## begin Data rows

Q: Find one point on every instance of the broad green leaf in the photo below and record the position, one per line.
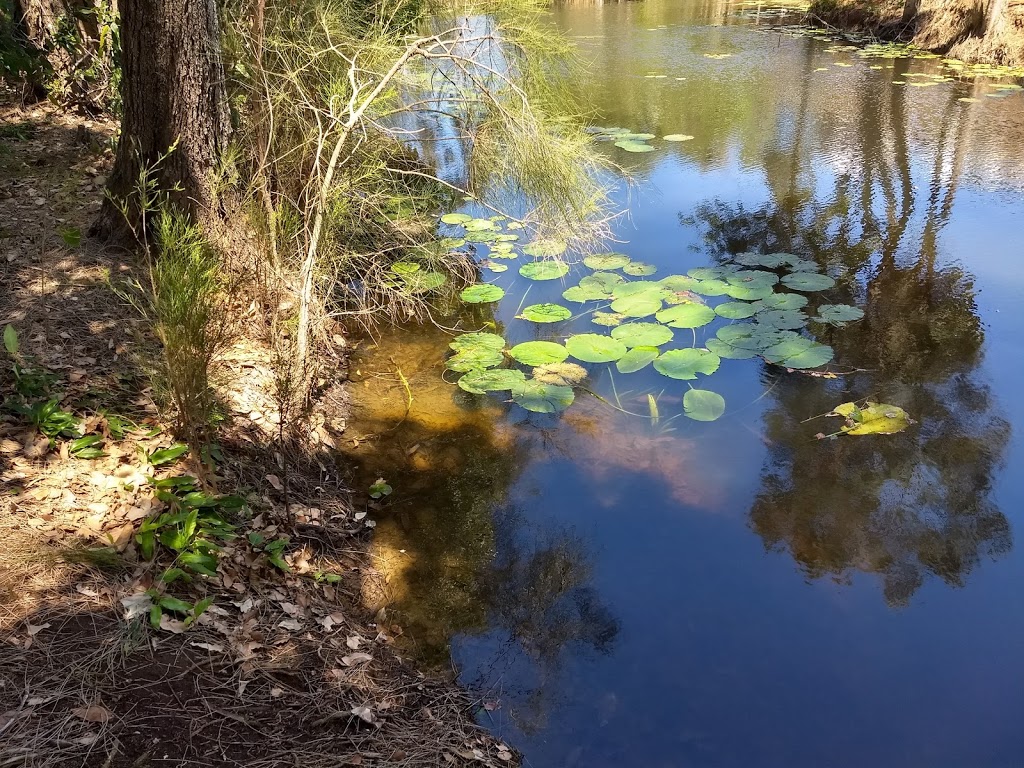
(546, 313)
(542, 398)
(478, 381)
(637, 358)
(544, 269)
(808, 282)
(686, 364)
(595, 348)
(686, 315)
(538, 352)
(642, 334)
(481, 293)
(702, 404)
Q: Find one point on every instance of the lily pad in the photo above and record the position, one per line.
(839, 314)
(544, 269)
(606, 260)
(808, 282)
(642, 334)
(545, 248)
(543, 398)
(595, 348)
(702, 404)
(481, 294)
(562, 374)
(735, 310)
(686, 364)
(546, 313)
(479, 381)
(639, 269)
(637, 358)
(686, 315)
(539, 352)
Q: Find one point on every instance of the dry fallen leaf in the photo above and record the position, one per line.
(93, 714)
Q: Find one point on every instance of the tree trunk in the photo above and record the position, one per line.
(174, 96)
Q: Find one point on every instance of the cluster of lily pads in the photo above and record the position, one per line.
(626, 139)
(760, 299)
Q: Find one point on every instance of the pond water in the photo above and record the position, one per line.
(626, 591)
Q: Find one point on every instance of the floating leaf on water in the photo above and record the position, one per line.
(477, 339)
(561, 374)
(474, 357)
(873, 418)
(686, 315)
(404, 267)
(539, 352)
(544, 269)
(606, 260)
(642, 334)
(545, 248)
(728, 351)
(781, 318)
(808, 282)
(781, 301)
(607, 318)
(543, 398)
(839, 314)
(702, 404)
(595, 348)
(639, 269)
(546, 313)
(481, 294)
(799, 352)
(735, 310)
(637, 358)
(479, 381)
(686, 364)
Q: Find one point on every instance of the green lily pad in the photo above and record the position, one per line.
(481, 294)
(474, 357)
(545, 248)
(606, 261)
(544, 269)
(538, 352)
(560, 374)
(642, 334)
(543, 398)
(839, 314)
(479, 381)
(477, 339)
(637, 358)
(595, 348)
(546, 313)
(702, 404)
(639, 269)
(686, 364)
(799, 352)
(607, 318)
(808, 282)
(781, 301)
(686, 315)
(735, 310)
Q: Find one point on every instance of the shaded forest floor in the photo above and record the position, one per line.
(286, 667)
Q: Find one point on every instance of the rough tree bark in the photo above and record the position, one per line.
(174, 95)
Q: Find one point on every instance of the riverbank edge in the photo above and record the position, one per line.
(287, 666)
(955, 29)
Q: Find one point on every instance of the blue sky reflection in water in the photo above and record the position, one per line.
(738, 593)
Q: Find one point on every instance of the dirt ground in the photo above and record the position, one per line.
(286, 668)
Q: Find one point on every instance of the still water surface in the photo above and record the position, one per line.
(738, 593)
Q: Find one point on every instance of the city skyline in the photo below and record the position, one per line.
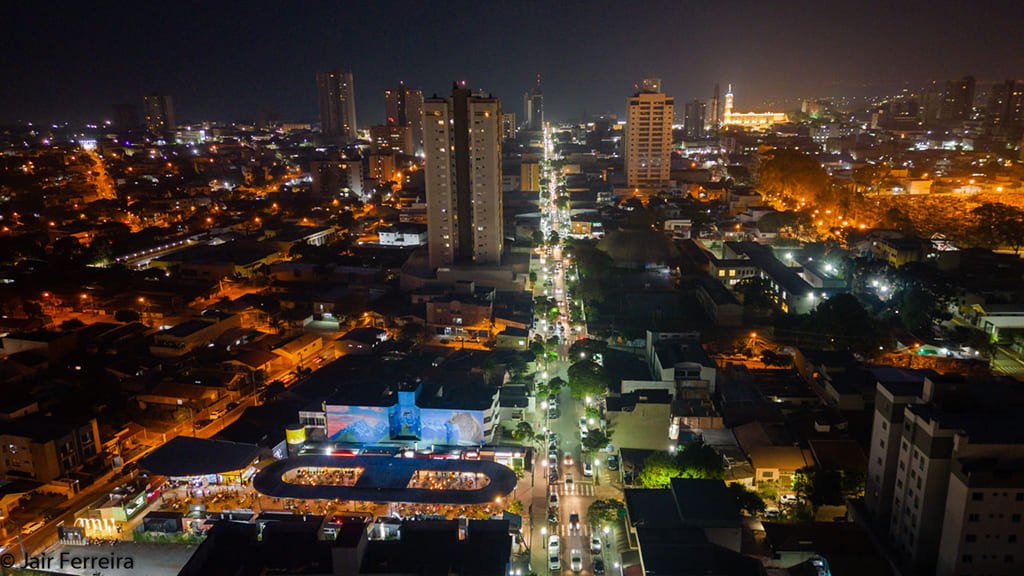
(215, 71)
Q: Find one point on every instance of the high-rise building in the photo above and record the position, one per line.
(532, 101)
(716, 107)
(463, 140)
(337, 104)
(403, 107)
(1006, 106)
(693, 120)
(944, 480)
(394, 137)
(159, 114)
(648, 137)
(509, 127)
(957, 100)
(125, 117)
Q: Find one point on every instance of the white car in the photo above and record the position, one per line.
(33, 526)
(576, 560)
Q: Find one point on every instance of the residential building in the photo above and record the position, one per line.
(332, 177)
(529, 176)
(648, 137)
(464, 178)
(337, 106)
(45, 448)
(509, 127)
(532, 103)
(403, 107)
(693, 121)
(159, 114)
(957, 100)
(392, 137)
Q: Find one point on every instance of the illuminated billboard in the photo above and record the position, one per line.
(357, 423)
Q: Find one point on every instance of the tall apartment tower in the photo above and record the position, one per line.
(532, 104)
(403, 107)
(957, 101)
(159, 114)
(716, 105)
(648, 136)
(1006, 106)
(463, 140)
(693, 120)
(337, 104)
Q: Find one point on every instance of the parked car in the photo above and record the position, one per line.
(554, 543)
(576, 560)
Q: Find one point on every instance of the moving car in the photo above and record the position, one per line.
(576, 560)
(33, 526)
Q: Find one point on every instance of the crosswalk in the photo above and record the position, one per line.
(564, 530)
(579, 489)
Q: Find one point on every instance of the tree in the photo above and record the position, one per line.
(997, 224)
(588, 378)
(596, 440)
(700, 460)
(793, 176)
(846, 323)
(605, 510)
(827, 487)
(757, 293)
(658, 469)
(747, 500)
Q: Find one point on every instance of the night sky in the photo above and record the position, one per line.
(230, 60)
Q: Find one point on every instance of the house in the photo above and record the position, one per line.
(359, 340)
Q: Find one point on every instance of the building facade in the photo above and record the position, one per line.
(648, 137)
(403, 107)
(463, 141)
(159, 114)
(337, 106)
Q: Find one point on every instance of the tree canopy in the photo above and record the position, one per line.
(588, 378)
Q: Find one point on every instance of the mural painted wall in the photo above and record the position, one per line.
(357, 423)
(452, 426)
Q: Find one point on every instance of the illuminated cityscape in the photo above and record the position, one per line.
(345, 289)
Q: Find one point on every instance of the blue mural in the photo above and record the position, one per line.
(452, 426)
(365, 424)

## end Data rows

» **Exercise**
Swap "record the position" for "write down the location" everywhere in the data above and give all of it again, otherwise unchanged. Omit the pictures.

» **Written response**
Q: Find one point on every instance of the broad green leaf in the photo below and write down the location, one per line.
(546, 313)
(542, 398)
(478, 381)
(637, 358)
(544, 269)
(808, 282)
(686, 364)
(595, 348)
(686, 315)
(538, 352)
(642, 334)
(481, 293)
(702, 404)
Q: Find one point on every instance of the lily pad in the photo above and write down the location, one per line.
(839, 314)
(544, 269)
(606, 260)
(808, 282)
(642, 334)
(545, 248)
(543, 398)
(595, 348)
(702, 404)
(481, 294)
(562, 374)
(735, 310)
(686, 364)
(546, 313)
(479, 381)
(639, 269)
(637, 358)
(686, 315)
(539, 352)
Q: Find one point on every instance of the dry fallen leaf in the photo above and write down the location, one per line.
(93, 714)
Q: Find one point on every instance of the tree trunk in the photo above and write down the location, one per line.
(174, 96)
Q: Find one point on every instance of the cluster of lily pads in the photo above and write down the location, one per line.
(626, 139)
(760, 299)
Q: Find one point on every instance of the pond water in the photo above and write down the location, one per line.
(626, 591)
Q: Find one point on every instance of the floating leaf on water in the photo above and write down the location, one per line.
(477, 339)
(561, 374)
(474, 357)
(873, 418)
(686, 315)
(404, 267)
(539, 352)
(544, 269)
(606, 260)
(642, 334)
(545, 248)
(728, 351)
(781, 318)
(808, 282)
(781, 301)
(607, 318)
(543, 398)
(839, 314)
(702, 404)
(595, 348)
(639, 269)
(546, 313)
(481, 294)
(799, 352)
(735, 310)
(637, 358)
(479, 381)
(686, 364)
Q: Find one point on every instance of the green lily pad in the photo above and write down the location, one per line.
(481, 294)
(474, 357)
(545, 248)
(606, 261)
(544, 269)
(538, 352)
(560, 374)
(642, 334)
(543, 398)
(839, 314)
(479, 381)
(477, 339)
(637, 358)
(595, 348)
(546, 313)
(702, 404)
(639, 269)
(686, 364)
(799, 352)
(607, 318)
(808, 282)
(781, 301)
(686, 315)
(735, 310)
Q: Find one point on every instance of the shaded forest floor in the photo above and write down the location, one per line.
(286, 667)
Q: Find one point on every instance of the rough tree bark in the photo above and write down the location, one per line.
(174, 95)
Q: Find one point on every instance of the riverbank edge in the photo above and write down the location, one per line.
(287, 666)
(955, 29)
Q: Find one point on every instance of the blue sky reflection in water in the photo above and write down the location, one per line.
(738, 593)
Q: Find one point on every instance of the dirt ground in the photo above and write down the location, one per line.
(286, 668)
Q: Find one point on every instance of the still water surface in the photo above and write down the location, one per line.
(738, 593)
Q: Find one point on every instance of the city skyline in the photo below and write down the location, one per line.
(215, 71)
Q: Find one point on every instance of the high-rise building in the photo above and write down the location, one per line.
(532, 101)
(716, 107)
(463, 140)
(337, 104)
(403, 107)
(1006, 106)
(693, 120)
(944, 480)
(394, 137)
(159, 114)
(648, 137)
(509, 127)
(957, 100)
(125, 117)
Q: Find one point on every instance of the white car in the photo above and write down the location, one per line.
(33, 526)
(576, 560)
Q: Find one point on every instance of the residential building in the photo above and write down the location, one per line.
(332, 177)
(529, 176)
(648, 137)
(464, 178)
(337, 106)
(45, 448)
(509, 127)
(532, 103)
(403, 107)
(693, 121)
(159, 114)
(957, 100)
(392, 137)
Q: Find one point on every instance of the illuminated billboard in the photo above and write down the location, one per line.
(357, 423)
Q: Find one point on every instance of the tall apartment tower in the photo above and write down the location, one per line.
(532, 104)
(403, 107)
(957, 101)
(159, 114)
(716, 105)
(648, 136)
(1006, 106)
(463, 140)
(693, 120)
(337, 104)
Q: Find one point on every instance of the parked car in the photo above and write down the location, one per line.
(554, 543)
(576, 560)
Q: Find one point on every instance of the moving car in the photo above and write down the location, one per line.
(576, 560)
(33, 526)
Q: Find one point on every instance of the crosswalk in the photo above and write down the location, one per line.
(564, 530)
(579, 489)
Q: Find one point on every instance of the tree in the photo above and write down the location, one per line.
(997, 224)
(588, 378)
(596, 440)
(700, 460)
(793, 176)
(846, 323)
(605, 510)
(827, 487)
(757, 293)
(658, 469)
(747, 500)
Q: Find one point on every instance of the night sky in the photo above and write down the location, one per line.
(230, 60)
Q: Find one point on every instance of the house in the photo above and write down the location, one per line.
(359, 340)
Q: Find one point on every instance of the building facade in the photo above and write down the location, one per line.
(648, 137)
(403, 107)
(463, 141)
(159, 114)
(337, 106)
Q: Find one point on every instance of the tree canopy in the photo above and write down the location, one per line.
(588, 378)
Q: Find one point on every instance of the mural painted wall in the photo above and write down the location, one per line.
(357, 423)
(452, 426)
Q: Find one point on every instance of the illuminated cityscape in the photo above and write down the location, one per line.
(345, 289)
Q: Find one point on every instance of the blue mural in the photo above and write down the location, one per line.
(452, 426)
(365, 424)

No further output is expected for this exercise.